**設問 A**
秋葉原の読み方についての文章をもとに、次の問いに答えてください。
(i) 秋葉原という地名は、何を祀ったことに由来するとされていますか。
(ii) 西武鉄道の江古田駅がある地の地元の人々は、「江古田」を何と呼んでいますか。
(iii) 「えごのき」という名は、どのような理由で付いたと言われていますか。
**設問 B**
秋葉原の読み方についての文章を、最後の文に続けて書き進めてください。

**読解文**
»»

2009年04月18日 | Weblog
 世界でも有名な「秋葉原」。「あきはばら」と読む。しかし「あきばはら」の読み方も出来る。だからか、東京新聞の「読者応答室」にどちらが正しいのか、との質問とその回答が載った。
 回答では地名の由来は火災を防ぐ御利益のある「秋葉神社」を祀った事に始まると正しい説明をしている。これは「あきば」神社である。従って、その周囲を地元の人々は「あきばがはら」「あきばっぱら」と呼んだ。これは東京の歴史の本には必ず出て来る話である。

 そしてこの地に鉄道の駅が出来た時、駅名を「あきはばら」としてしまった。鉄道の駅名と言う物は結構鉄道側の勝手が横行している場合がある。例えば同じく東京の西武鉄道の「江古田駅」。これは地元の人々は「えごた」と呼んでいる。私は長い事、江古田と関連のある暮らしをしていたから知っているが、誰一人として「えこだ」などと言う人は居なかった。しかし駅名は「えこだ」なのである。どちらが正しいのか。もちろん地元の「えごた」が正しい。
 これは「えごの木の田」の意味である。「えごのき」はかつては武蔵野の特有な木の一つであった。「えご」と言うのは果皮が有毒で喉を刺激し、「えぐい」のでその名があると言われている。物の名前とはそうして付くのだから納得が行く。
 これもまた、鉄道側が勝手に駅名を付けたのである。何でそんな馬鹿な事が出来るのか想像も付かないが、現実はそうなのだ。そして同じ事が「あきはぱら駅」なのである。

 「あきはぱら」はそれで定着しているから、今更、正しい「あきばはら」が通用するはずも無い。本項のタイトルを「面白い論理」としているのは、記事の締めくくりが次のようになっているからだ。

««

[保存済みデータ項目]
»»

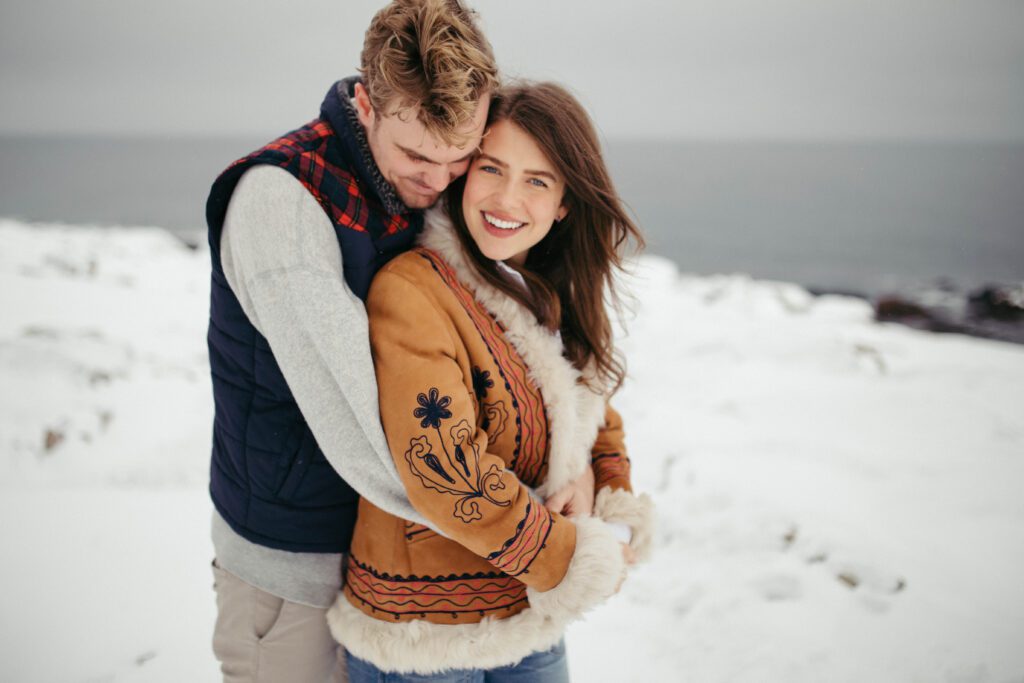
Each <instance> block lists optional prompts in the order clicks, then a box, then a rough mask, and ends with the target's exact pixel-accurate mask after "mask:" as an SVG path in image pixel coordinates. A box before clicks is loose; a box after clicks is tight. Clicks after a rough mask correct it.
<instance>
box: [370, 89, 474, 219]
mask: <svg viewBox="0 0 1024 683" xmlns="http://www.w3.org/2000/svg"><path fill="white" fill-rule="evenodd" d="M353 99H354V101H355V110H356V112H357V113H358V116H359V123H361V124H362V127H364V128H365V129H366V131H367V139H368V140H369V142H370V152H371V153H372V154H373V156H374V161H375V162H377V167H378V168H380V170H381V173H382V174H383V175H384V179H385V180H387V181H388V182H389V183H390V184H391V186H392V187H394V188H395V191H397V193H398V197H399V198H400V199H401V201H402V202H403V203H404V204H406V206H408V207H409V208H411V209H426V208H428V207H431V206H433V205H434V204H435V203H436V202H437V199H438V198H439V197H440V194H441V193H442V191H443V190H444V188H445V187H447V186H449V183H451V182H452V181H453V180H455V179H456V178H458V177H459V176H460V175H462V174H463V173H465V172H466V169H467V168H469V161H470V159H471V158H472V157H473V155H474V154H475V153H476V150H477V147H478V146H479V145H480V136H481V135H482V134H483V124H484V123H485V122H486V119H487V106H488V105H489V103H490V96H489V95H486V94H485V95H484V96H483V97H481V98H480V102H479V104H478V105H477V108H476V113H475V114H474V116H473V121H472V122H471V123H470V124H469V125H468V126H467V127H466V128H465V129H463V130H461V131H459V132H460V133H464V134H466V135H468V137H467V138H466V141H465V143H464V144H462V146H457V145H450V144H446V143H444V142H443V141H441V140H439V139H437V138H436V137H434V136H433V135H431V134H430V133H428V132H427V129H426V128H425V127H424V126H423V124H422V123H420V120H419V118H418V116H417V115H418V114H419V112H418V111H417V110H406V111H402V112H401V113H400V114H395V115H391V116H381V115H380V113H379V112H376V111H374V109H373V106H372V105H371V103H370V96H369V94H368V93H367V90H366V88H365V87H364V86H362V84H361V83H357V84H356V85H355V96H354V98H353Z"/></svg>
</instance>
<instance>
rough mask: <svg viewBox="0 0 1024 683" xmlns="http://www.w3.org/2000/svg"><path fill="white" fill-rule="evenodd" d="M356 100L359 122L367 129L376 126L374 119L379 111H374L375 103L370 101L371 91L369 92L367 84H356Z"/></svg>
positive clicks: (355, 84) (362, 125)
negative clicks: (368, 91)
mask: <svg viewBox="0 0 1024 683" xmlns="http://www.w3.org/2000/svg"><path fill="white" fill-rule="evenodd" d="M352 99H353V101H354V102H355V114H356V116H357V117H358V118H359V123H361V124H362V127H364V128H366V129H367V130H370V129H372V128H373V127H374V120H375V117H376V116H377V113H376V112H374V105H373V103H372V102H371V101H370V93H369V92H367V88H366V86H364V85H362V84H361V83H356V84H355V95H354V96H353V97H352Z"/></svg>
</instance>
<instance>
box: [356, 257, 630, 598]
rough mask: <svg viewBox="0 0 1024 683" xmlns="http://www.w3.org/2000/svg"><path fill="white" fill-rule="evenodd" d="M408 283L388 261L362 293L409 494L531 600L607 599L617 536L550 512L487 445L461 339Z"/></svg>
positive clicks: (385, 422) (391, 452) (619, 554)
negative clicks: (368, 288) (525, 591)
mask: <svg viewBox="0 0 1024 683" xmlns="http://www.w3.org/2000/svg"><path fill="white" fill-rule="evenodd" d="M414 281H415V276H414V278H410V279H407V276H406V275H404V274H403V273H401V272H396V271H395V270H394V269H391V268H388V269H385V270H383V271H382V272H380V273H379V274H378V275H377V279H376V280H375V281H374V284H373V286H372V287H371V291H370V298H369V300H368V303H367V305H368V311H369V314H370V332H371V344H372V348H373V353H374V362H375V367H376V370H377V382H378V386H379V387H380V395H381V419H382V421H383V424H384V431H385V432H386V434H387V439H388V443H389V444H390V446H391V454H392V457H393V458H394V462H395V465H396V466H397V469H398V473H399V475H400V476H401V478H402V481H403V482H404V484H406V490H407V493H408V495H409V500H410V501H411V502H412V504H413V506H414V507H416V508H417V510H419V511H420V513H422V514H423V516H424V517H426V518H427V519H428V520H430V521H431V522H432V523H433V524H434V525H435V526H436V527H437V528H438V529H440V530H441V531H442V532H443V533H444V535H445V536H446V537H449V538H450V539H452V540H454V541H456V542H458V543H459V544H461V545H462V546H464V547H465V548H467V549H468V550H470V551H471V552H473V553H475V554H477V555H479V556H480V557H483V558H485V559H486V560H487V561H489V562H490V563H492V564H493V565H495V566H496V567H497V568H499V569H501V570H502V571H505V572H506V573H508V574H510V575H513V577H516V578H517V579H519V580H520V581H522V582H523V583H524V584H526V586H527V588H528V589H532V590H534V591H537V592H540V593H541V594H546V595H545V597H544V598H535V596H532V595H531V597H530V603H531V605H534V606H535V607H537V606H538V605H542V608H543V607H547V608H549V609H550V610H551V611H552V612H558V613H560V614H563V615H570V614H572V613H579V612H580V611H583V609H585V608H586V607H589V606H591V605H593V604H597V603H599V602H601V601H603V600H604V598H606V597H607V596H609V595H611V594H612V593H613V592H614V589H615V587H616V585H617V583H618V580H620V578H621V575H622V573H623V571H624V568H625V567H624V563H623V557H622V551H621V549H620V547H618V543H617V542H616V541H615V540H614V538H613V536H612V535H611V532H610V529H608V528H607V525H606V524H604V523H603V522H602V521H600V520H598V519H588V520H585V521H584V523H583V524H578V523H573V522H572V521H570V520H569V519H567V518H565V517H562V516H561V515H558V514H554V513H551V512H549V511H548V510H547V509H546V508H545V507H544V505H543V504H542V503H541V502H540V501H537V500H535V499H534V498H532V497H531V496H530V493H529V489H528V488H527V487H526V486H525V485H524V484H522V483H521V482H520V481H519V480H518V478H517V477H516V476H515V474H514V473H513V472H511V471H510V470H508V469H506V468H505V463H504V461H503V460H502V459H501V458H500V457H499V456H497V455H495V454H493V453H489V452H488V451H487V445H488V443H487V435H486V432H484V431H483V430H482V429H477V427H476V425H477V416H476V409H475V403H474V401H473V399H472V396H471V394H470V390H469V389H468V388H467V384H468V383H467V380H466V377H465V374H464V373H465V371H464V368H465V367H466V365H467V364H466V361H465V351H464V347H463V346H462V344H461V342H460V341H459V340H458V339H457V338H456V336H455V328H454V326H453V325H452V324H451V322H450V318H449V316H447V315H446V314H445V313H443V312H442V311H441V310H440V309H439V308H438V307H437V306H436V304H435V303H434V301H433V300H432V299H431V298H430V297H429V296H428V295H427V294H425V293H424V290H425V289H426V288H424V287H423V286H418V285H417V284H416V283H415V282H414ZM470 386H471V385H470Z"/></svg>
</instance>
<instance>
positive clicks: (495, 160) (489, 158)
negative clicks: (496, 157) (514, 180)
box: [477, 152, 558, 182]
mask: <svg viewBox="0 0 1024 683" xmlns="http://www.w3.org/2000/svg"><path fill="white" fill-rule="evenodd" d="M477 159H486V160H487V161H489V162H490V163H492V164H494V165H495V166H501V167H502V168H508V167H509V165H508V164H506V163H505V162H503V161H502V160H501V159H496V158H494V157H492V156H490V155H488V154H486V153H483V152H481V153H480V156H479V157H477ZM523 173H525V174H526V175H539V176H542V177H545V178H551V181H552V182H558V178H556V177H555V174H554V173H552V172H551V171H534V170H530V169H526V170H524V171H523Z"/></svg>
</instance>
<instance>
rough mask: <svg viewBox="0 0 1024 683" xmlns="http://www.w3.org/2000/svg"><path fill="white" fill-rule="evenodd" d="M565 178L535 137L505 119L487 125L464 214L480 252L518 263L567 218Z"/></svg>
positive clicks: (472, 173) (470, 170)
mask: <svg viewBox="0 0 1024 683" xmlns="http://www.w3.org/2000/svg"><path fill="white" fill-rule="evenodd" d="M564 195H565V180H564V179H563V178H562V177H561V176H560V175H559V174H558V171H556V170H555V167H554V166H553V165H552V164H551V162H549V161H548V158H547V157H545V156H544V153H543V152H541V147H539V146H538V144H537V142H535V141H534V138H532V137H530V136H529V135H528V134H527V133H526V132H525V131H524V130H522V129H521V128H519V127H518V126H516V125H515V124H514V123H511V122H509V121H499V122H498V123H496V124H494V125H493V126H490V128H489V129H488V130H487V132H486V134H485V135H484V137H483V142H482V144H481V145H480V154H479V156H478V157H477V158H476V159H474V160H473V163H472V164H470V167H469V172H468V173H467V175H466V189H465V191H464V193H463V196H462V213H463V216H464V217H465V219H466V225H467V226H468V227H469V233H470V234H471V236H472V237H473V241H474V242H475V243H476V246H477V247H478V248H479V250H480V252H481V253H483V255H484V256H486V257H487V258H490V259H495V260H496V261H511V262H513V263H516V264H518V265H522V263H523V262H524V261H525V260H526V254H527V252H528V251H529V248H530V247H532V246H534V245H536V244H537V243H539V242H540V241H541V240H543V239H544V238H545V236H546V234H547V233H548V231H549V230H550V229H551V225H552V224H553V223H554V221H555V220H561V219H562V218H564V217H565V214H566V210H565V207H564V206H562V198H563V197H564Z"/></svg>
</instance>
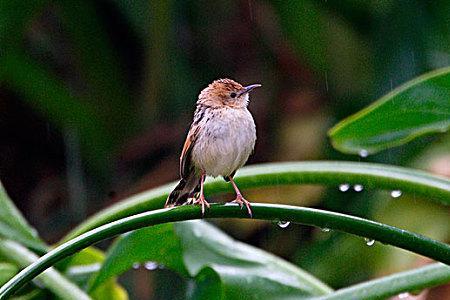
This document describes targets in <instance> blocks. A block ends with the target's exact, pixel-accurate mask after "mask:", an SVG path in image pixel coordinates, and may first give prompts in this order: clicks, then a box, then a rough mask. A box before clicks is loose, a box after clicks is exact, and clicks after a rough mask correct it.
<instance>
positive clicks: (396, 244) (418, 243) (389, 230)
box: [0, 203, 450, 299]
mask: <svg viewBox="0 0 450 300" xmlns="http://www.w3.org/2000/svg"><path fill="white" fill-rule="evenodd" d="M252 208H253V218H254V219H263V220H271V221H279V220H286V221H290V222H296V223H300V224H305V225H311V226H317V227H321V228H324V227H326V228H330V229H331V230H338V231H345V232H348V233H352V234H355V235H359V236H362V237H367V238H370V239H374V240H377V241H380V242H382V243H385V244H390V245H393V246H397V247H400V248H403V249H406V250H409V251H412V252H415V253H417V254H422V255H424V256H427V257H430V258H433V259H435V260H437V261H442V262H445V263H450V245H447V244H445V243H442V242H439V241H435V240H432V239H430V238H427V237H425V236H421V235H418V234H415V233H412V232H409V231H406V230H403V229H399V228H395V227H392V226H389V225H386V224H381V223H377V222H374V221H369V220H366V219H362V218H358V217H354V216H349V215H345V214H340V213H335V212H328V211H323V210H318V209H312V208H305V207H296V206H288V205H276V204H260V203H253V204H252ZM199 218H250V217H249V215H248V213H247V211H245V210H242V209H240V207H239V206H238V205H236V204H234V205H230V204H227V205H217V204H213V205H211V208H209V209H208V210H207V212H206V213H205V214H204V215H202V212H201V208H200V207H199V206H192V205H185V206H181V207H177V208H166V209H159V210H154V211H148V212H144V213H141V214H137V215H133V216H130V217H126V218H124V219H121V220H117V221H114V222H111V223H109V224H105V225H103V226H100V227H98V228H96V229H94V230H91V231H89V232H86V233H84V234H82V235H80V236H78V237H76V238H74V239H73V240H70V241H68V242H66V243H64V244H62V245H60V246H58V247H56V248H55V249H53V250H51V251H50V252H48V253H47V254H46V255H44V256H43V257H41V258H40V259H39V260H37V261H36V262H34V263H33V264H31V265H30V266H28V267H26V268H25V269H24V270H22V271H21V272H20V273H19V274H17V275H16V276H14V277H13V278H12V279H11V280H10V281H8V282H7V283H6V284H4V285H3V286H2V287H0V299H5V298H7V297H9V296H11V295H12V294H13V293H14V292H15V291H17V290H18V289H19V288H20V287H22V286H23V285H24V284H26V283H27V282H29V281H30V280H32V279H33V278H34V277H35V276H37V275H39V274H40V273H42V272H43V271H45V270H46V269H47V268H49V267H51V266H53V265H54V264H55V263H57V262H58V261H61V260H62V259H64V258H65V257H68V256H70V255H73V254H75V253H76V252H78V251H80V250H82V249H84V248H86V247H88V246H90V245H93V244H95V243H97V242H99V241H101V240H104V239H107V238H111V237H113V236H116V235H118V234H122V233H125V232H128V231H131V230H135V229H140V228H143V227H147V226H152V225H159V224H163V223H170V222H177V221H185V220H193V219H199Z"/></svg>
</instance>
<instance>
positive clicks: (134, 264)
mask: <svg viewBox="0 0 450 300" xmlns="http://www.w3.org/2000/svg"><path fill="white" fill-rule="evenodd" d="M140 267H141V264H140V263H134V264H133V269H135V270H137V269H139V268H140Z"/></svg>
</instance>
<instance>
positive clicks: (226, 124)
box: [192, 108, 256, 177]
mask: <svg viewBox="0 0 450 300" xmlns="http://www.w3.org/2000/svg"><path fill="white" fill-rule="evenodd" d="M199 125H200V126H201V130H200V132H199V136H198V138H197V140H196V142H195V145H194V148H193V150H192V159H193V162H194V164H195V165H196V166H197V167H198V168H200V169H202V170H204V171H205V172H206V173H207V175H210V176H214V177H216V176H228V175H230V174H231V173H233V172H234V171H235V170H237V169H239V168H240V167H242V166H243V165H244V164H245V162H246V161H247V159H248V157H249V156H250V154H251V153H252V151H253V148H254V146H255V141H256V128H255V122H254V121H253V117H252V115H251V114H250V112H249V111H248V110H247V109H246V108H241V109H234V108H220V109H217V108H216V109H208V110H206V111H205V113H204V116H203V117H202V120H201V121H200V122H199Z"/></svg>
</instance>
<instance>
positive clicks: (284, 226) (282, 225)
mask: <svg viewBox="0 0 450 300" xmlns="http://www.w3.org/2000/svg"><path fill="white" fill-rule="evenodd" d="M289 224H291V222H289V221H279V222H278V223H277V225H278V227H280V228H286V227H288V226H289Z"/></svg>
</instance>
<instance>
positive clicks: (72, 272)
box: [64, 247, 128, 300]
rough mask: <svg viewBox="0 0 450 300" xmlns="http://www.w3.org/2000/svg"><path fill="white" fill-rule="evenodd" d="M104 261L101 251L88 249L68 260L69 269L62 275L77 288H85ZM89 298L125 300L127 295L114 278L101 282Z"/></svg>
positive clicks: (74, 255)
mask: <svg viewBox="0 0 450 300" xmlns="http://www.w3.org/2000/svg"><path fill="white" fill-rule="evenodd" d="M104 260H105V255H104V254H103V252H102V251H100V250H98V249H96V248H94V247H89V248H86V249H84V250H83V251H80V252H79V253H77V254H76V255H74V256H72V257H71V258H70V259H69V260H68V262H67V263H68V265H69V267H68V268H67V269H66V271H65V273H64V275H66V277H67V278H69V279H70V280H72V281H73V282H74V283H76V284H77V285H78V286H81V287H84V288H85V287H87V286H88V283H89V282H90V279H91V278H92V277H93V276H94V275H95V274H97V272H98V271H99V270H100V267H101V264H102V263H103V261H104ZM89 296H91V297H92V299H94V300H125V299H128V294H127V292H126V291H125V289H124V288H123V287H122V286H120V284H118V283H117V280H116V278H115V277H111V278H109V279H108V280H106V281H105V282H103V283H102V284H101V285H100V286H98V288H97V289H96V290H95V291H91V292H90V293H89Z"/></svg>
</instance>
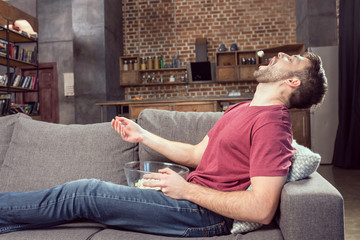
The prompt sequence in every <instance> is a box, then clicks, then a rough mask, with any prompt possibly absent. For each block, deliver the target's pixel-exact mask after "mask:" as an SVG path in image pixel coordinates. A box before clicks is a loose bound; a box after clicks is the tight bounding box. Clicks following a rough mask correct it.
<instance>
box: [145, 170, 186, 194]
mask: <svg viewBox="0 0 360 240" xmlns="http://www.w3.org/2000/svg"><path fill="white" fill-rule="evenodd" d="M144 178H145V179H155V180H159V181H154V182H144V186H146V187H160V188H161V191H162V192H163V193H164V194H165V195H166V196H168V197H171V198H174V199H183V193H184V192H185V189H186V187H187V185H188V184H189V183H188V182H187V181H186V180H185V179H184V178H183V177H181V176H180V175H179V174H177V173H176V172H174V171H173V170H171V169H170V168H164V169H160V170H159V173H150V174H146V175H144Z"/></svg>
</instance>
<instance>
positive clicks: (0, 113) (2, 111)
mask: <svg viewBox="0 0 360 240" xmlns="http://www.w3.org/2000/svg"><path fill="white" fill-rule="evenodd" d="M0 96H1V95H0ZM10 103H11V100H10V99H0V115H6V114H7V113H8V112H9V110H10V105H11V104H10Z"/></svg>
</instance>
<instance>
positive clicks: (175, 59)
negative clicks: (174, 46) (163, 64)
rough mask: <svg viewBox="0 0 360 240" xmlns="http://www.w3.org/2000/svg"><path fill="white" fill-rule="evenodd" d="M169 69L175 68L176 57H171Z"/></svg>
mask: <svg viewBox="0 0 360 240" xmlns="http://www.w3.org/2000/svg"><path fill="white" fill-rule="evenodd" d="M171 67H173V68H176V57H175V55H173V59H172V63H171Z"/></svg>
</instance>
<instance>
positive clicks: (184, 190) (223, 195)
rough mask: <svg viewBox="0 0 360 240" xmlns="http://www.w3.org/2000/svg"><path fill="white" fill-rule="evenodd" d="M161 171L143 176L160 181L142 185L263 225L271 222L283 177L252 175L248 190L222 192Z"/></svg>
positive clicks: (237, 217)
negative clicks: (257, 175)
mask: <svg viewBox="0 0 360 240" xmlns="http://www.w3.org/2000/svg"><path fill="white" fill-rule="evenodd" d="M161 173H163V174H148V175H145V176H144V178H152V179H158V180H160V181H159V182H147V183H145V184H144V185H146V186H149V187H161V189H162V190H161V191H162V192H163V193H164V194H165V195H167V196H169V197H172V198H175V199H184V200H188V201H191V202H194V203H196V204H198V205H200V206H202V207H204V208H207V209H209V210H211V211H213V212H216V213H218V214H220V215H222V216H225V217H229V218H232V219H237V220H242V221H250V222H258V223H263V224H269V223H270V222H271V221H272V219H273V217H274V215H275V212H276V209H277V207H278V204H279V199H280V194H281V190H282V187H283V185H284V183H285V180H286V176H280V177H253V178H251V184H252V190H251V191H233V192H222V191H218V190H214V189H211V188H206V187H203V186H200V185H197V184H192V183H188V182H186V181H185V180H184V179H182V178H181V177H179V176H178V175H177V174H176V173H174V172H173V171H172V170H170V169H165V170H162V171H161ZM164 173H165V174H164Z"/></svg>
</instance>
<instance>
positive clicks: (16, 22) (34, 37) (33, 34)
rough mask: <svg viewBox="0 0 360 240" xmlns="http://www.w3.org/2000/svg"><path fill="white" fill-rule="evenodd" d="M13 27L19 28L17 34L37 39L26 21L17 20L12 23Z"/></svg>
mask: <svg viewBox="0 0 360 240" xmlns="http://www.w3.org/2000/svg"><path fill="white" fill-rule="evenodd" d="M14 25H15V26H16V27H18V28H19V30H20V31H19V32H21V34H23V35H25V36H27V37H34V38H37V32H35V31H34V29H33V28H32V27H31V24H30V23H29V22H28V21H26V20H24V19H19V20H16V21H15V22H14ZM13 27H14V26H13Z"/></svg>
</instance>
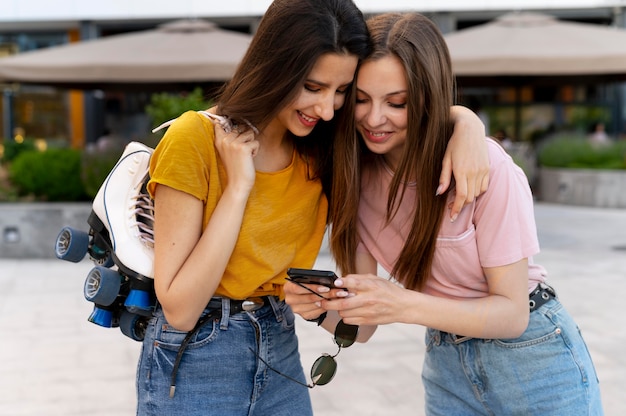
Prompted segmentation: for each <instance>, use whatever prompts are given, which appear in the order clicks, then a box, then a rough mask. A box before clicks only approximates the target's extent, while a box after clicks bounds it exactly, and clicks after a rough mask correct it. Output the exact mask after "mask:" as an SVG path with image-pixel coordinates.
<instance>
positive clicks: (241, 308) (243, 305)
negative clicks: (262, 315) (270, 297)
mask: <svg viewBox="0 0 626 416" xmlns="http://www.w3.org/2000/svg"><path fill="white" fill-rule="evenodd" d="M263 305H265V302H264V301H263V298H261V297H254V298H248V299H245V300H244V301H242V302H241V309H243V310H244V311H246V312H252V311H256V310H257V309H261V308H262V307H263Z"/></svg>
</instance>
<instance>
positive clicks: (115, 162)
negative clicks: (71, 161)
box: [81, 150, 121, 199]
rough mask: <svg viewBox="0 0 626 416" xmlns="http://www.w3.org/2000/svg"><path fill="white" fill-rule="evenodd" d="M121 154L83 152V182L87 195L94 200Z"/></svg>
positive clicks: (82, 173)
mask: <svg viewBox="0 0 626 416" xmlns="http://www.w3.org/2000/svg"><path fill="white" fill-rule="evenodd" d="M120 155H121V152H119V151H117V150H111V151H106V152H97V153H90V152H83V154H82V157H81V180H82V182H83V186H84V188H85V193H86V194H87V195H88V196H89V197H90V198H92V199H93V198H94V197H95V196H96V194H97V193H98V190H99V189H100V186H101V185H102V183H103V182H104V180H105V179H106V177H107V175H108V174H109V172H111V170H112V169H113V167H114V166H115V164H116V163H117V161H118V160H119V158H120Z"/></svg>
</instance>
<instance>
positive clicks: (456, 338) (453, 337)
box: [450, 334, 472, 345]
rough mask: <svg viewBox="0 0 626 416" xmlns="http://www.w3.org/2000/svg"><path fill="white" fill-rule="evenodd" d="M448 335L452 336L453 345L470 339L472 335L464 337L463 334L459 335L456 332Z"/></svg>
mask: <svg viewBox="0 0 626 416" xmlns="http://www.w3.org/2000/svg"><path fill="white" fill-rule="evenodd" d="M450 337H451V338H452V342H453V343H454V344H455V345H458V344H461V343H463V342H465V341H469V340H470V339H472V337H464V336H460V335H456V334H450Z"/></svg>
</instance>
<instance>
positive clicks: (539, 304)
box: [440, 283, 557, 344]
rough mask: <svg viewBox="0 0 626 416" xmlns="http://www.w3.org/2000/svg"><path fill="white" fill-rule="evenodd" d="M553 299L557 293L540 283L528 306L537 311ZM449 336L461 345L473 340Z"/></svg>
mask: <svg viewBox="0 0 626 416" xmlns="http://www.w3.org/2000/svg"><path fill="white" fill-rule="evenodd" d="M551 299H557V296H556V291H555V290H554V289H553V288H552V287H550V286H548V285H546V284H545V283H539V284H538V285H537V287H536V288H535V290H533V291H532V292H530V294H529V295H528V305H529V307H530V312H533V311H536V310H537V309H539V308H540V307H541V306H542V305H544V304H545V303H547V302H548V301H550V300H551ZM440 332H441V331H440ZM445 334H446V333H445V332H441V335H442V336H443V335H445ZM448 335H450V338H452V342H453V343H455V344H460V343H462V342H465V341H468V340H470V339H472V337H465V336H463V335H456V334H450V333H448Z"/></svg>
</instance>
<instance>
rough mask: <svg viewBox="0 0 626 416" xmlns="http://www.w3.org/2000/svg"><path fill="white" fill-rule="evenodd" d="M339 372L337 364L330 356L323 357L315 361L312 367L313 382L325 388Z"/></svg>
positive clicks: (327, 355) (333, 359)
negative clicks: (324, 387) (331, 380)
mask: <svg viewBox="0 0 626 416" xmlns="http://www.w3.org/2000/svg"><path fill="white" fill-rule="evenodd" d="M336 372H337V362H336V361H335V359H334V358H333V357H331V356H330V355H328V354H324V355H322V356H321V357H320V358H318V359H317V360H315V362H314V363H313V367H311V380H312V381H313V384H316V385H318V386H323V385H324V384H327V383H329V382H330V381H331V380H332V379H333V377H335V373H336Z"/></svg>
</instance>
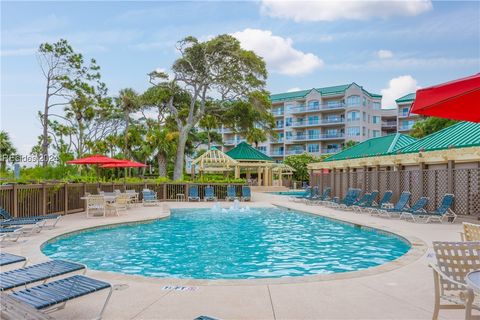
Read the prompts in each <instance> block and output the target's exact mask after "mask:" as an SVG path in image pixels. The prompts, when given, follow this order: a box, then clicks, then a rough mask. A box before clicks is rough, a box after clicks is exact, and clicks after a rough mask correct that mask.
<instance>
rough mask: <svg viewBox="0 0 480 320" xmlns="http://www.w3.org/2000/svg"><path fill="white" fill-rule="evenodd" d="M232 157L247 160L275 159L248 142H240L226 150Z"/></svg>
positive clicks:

««

**解答欄 A**
(i) 火災を防ぐ御利益のある「秋葉神社」を祀ったことに由来するとされています。
(ii) 「えごた」と呼んでいます。
(iii) 果皮が有毒で喉を刺激し、「えぐい」ことから付いたと言われています。

**解答欄 B**
 「地名の由来のほか、秋葉原をアキバと略すことも定着していることから、今でも「あきばはら」と読む人も多いようです」

 でも、そんな事は無いだろう。地名の由来を知っている人など本当に少ないはずだし、由来を知っているからと言って、「あきばはら」になる道理が無い。由来を云々するなら、駅が出来た当時から「あきばはら」と言う人が大勢居て当然なのである。
 そして「秋葉原」を「アキバ」と略すから「あきばはら」と読む人も多い、と言うのである。でもそうした略称を口にするのは若者やお宅系の人に限られるのではないのか。我々はちゃんと「あきはばら」と言っている。すっかり慣れてしまっているし、テレビでもよく話題になるから耳からも「あきはばら」が入って来る。今更「あきばはら」などと言いにくくてどうにもならない。それに「あきはばら」の読み方は不自然だ、などと考える人は、多分、ほとんど居ないはずだ。我々はそんなに日本語にも漢字にも詳しい訳ではないのだ。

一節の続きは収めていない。